Source data

= = = =

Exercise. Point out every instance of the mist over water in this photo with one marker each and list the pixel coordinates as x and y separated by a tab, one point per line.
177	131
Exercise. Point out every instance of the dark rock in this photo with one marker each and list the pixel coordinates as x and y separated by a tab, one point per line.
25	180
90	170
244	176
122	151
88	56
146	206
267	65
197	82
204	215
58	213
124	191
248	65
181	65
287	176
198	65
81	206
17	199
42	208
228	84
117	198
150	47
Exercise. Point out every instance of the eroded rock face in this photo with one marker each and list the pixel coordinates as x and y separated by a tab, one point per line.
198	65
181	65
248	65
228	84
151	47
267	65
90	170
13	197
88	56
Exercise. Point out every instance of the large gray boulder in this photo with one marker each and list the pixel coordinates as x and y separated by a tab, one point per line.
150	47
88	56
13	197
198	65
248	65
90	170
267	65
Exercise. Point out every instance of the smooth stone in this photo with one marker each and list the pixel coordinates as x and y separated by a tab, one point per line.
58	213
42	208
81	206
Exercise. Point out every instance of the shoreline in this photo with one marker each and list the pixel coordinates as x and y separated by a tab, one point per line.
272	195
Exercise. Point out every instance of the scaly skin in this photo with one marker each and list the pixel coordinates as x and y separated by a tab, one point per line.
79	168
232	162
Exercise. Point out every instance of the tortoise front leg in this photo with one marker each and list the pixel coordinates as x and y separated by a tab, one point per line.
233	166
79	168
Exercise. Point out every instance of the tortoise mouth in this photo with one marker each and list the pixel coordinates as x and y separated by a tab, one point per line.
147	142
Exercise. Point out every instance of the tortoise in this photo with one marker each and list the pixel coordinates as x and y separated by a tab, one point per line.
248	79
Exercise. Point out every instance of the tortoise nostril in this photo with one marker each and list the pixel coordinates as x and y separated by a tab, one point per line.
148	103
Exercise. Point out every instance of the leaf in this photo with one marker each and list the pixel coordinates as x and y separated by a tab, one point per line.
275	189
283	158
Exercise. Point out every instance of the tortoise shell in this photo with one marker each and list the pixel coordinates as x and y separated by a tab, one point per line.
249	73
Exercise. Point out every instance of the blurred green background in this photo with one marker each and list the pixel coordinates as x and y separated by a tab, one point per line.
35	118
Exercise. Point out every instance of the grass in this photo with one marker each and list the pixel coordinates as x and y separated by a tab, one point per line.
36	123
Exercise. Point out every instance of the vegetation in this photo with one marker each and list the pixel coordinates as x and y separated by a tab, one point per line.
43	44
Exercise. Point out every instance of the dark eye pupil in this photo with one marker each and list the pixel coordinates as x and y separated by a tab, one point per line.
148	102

= = = =

The problem:
Write out all of the entries above again, word for word, changing nothing.

Solution for this problem:
Exercise. Point out every instance of the mist over water in this photo with one marker each and list the pixel coordinates as x and y separated by a tab, one point per line.
177	131
Exercise. Point out every instance of the dark rock in this photo with one marker each and list the pixel coordinates as x and y separated by a tab, one point per line.
25	180
90	170
244	176
122	151
88	56
146	206
267	65
197	82
204	215
58	213
124	191
248	65
181	65
287	176
198	65
81	206
17	199
42	208
228	84
117	198
150	47
Exercise. Point out every instance of the eroded rock face in this photo with one marker each and list the pixel coordinates as x and y separated by a tab, one point per line.
198	65
181	65
248	65
228	84
151	47
267	65
90	170
13	197
88	56
Exercise. Point out every instance of the large gray boulder in this photo with one marker each and list the pixel coordinates as x and y separated by a tab, one point per line.
150	47
88	56
13	197
198	65
248	65
90	170
267	65
Exercise. Point out every instance of the smooth stone in this photo with one marker each and list the pixel coordinates as x and y separated by a tab, one point per line.
58	213
42	208
81	206
Exercise. Point out every instance of the shoreline in this photo with one marker each and list the pixel coordinates as x and y separated by a tab, one point per line.
272	195
Exercise. Point out every instance of the scaly skin in this photo with one marker each and list the pixel coordinates as x and y separated by a tab, one point per line.
79	168
232	162
Exercise. Point out every instance of the tortoise front leg in this photo with one marker each and list the pixel coordinates as x and y separated by a tab, one point per line.
233	166
79	168
Exercise. Point out every instance of the tortoise mouth in this photo with one marker each and list the pixel coordinates as x and y separated by a tab, one point per line.
147	142
Exercise. Point out every instance of the tortoise in this photo with one marker each and list the pixel coordinates as x and y separated by a tab, one point per line.
248	79
Exercise. Point out every instance of the tortoise nostril in this photo with one marker each and list the pixel coordinates as x and y separated by a tab, one point per line.
148	103
Exercise. Point out every instance of the leaf in this photo with one marker each and list the pixel coordinates as x and y separated by a tab, one point per line.
275	189
283	158
Exercise. Point out every instance of the tortoise shell in this photo with one marker each and list the pixel coordinates as x and y separated by a tab, one point per line.
249	73
Exercise. Point out every instance of the blurred green background in this photo with one marker each and list the pixel coordinates as x and y separated by a tab, one point per line.
35	118
Exercise. Point out every instance of the grass in this photo with one marker each and list the pixel coordinates as x and y separated by a tab, one point per line.
36	123
Exercise. Point out every instance of the vegetation in this photo with one marker each and list the pixel coordinates as x and y separated by a tab, one point per line.
43	44
Exercise. Point out every instance of the dark eye pupil in this photo with one marker each and list the pixel coordinates as x and y separated by a tab, one point per line.
148	102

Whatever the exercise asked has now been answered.